RAW DATA:
........

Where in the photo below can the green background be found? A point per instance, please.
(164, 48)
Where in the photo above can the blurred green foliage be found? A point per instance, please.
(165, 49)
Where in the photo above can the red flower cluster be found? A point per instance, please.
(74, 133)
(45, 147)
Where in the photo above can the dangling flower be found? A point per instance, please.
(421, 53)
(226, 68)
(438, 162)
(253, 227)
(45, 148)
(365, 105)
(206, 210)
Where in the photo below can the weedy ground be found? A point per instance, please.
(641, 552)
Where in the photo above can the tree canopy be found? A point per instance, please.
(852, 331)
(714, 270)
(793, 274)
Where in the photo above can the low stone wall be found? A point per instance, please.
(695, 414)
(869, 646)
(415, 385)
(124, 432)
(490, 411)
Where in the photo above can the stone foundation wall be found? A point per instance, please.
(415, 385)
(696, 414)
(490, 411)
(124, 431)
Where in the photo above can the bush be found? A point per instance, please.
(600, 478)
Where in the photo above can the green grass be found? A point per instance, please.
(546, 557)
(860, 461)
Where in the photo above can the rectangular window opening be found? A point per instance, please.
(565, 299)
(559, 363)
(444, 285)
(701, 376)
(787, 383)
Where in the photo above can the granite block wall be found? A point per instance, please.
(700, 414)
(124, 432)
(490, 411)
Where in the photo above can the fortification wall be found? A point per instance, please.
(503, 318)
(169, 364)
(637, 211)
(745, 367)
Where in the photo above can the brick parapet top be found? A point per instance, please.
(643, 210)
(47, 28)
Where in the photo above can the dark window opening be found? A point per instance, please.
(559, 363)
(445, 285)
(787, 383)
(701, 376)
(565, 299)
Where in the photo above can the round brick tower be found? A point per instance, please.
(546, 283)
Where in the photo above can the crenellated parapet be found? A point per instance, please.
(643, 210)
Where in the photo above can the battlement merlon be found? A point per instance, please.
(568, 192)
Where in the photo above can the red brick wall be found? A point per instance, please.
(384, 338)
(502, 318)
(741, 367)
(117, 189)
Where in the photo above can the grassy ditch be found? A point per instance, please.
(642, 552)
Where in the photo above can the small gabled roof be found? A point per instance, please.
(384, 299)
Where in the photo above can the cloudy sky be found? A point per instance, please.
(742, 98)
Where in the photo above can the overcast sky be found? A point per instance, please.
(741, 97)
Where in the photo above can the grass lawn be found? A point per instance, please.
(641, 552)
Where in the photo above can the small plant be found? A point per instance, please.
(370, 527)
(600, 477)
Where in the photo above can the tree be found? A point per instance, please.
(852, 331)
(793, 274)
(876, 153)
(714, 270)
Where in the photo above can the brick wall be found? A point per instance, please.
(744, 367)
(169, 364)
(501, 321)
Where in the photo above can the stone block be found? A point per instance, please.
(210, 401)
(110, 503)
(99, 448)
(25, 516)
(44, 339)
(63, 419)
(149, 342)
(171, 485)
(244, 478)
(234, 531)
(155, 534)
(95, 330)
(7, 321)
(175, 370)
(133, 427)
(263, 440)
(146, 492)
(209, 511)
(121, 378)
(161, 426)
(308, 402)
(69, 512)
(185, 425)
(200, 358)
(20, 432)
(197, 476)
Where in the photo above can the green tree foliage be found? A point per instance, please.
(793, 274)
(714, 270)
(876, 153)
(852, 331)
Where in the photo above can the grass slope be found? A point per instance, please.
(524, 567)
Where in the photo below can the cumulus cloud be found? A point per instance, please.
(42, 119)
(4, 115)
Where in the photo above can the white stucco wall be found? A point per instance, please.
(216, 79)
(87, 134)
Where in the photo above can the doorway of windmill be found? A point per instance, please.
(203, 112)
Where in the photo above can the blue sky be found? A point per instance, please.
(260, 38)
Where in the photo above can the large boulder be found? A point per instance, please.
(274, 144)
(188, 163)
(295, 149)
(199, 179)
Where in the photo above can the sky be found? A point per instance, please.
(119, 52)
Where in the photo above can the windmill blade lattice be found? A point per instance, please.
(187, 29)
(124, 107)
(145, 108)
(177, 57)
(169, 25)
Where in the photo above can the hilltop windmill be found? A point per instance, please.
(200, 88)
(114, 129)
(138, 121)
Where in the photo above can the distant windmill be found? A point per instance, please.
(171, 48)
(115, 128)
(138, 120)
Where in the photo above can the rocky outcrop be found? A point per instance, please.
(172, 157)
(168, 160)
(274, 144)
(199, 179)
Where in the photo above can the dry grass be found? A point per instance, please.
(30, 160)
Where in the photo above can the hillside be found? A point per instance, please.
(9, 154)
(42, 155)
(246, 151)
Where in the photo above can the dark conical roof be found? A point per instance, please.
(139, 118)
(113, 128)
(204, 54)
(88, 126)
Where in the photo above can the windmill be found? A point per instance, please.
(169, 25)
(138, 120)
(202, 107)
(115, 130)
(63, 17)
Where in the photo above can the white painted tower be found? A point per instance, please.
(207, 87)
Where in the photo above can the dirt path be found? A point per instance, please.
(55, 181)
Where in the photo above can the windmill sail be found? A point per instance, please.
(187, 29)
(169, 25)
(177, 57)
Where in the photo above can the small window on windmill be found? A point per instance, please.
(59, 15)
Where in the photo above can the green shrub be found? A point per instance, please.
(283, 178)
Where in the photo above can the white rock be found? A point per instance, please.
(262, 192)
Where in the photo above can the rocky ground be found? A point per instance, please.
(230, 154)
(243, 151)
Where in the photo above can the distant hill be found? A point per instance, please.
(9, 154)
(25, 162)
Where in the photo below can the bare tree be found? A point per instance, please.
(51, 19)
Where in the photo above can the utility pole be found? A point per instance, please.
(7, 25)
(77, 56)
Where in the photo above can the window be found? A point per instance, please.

........

GOAL OF THE EXERCISE:
Could you reproduce all of the records above word for word, with no changes?

EXERCISE SOLUTION:
Where in the photo below can the green background be found? A point per instance, please.
(164, 48)
Where in the photo above can the blurred green foliage be found? A point per instance, please.
(165, 49)
Where in the photo above can the red flower cluster be found? A point per instance, please.
(74, 133)
(45, 147)
Where in the photo above can the dangling flower be found? A point per instance, please.
(421, 53)
(226, 68)
(438, 162)
(253, 227)
(45, 148)
(365, 105)
(206, 210)
Where in the photo below can the weedy ground be found? A point per instance, please.
(641, 552)
Where in the photo above can the tree canopy be found? A point per instance, please.
(852, 331)
(714, 270)
(793, 274)
Where in the photo above can the low stone wall be found? A point per instance, please.
(695, 414)
(869, 646)
(415, 385)
(124, 432)
(490, 411)
Where in the photo above can the stone foundation wall be found? A point per instance, please.
(415, 385)
(696, 414)
(490, 411)
(124, 431)
Where in the photo above can the bush be found? A point per instance, please.
(600, 478)
Where in the photo above can the green grass be found? A point per instance, please.
(546, 557)
(860, 461)
Where in the photo above can the rectangular window opening be found? A point per instance, please.
(565, 299)
(559, 363)
(444, 285)
(701, 376)
(787, 383)
Where in the photo above can the granite block wall be found? A point per instance, please.
(700, 414)
(124, 432)
(490, 411)
Where in the photo above can the fortification wall be found? A point per instance, please.
(503, 318)
(169, 364)
(637, 211)
(745, 367)
Where in the photo above can the brick parapet top be found? A point per instance, please.
(643, 210)
(47, 28)
Where in the photo above can the dark window opening be found? A point per instance, please.
(559, 363)
(445, 285)
(787, 383)
(701, 376)
(565, 299)
Where in the photo above can the round brick tower be found? A point per instance, please.
(546, 283)
Where in the photo above can the crenellated parapet be found? A point per instance, please.
(643, 210)
Where in the photo above can the battlement merlon be found? A point per instance, please.
(568, 192)
Where in the photo above can the red brick wall be found? A point per instance, please.
(384, 338)
(502, 318)
(741, 367)
(117, 189)
Where in the photo above can the grassy ditch be found? A point per instance, please.
(642, 552)
Where in the photo above can the small gabled roof be found? A point per instance, please.
(384, 299)
Where in the photo above can the cloudy sky be found? A point per instance, please.
(742, 98)
Where in the photo above can the overcast sky be found? A point per instance, please.
(741, 97)
Where in the photo above can the grass lawn be found? A point per instance, please.
(641, 552)
Where in the photo above can the small plant be found? A point per instance, please.
(370, 527)
(600, 477)
Where in the photo above can the tree be found? A point per instance, please.
(852, 331)
(793, 274)
(876, 153)
(714, 270)
Where in the photo above can the brick wall be found? A point per instance, please.
(744, 367)
(169, 364)
(501, 321)
Where in the photo above can the stone block be found? A point per instance, please.
(210, 401)
(110, 503)
(99, 448)
(25, 516)
(44, 339)
(63, 419)
(149, 342)
(171, 485)
(244, 478)
(234, 531)
(155, 534)
(95, 330)
(7, 321)
(175, 370)
(133, 427)
(263, 440)
(146, 492)
(209, 511)
(121, 378)
(161, 426)
(308, 402)
(69, 512)
(185, 425)
(200, 358)
(20, 432)
(197, 476)
Where in the photo above can the green tree foliage be found? A point per instance, please.
(793, 274)
(714, 270)
(876, 153)
(852, 331)
Where in the photo above can the grass slope be found? A point per instance, please.
(524, 567)
Where in the photo below can the cumulus cloud be found? A point per instance, please.
(42, 119)
(4, 115)
Where in the photo above can the white stucco wall be found? A point per instance, please.
(216, 79)
(87, 134)
Where in the photo above can the doorway of windmill be found? A point per instance, please.
(203, 112)
Where in the photo above can the blue sky be found? A point per instance, please.
(260, 38)
Where in the photo above can the large boulder be found? A point per instance, please.
(274, 144)
(188, 163)
(295, 149)
(199, 179)
Where in the photo above can the sky be found? A point per instance, please.
(119, 52)
Where in the photo above can the windmill blade lattice be found? A point per instance, please.
(187, 29)
(124, 107)
(145, 108)
(177, 57)
(169, 25)
Where in the photo above can the hilltop windmill be found? A point per instance, please.
(200, 88)
(114, 129)
(138, 121)
Where in the photo above can the distant windmill be found? A point per instance, please.
(171, 48)
(115, 128)
(138, 120)
Where in the photo above can the rocky outcrop be found? A point per instance, please.
(172, 157)
(168, 160)
(274, 144)
(199, 179)
Where in the photo above can the dry grass be found? A point per instance, please.
(30, 160)
Where in the photo above can the hillside be found? A point per instance, please.
(9, 154)
(42, 155)
(246, 151)
Where in the photo above can the dark conical roof be found? A point per instance, please.
(139, 118)
(113, 128)
(204, 54)
(88, 126)
Where in the photo above can the windmill be found? A point per instance, please.
(169, 25)
(138, 120)
(202, 107)
(115, 130)
(63, 17)
Where in the photo above can the white painted tower be found? A point per instance, please.
(207, 87)
Where in the photo above can the dirt path be found? A point per instance, please.
(55, 181)
Where in the photo above can the windmill sail be found? A point per instance, please.
(187, 29)
(169, 25)
(177, 57)
Where in the photo above can the small window on windmill be found? A point per instance, please.
(59, 15)
Where in the photo above can the green shrub be found? A point per instance, please.
(283, 178)
Where in the photo above can the white rock be found? A point per instance, please.
(262, 192)
Where in the photo above can the rocky ground be found? A point per instance, please.
(230, 154)
(243, 151)
Where in the photo above can the distant hill be found? A point per instance, please.
(9, 154)
(25, 162)
Where in the photo below can the bare tree be found? A point per instance, please.
(51, 19)
Where in the photo above can the utility pole be found? A point per instance, please.
(7, 25)
(77, 56)
Where in the photo above can the window be found? A point per instance, please.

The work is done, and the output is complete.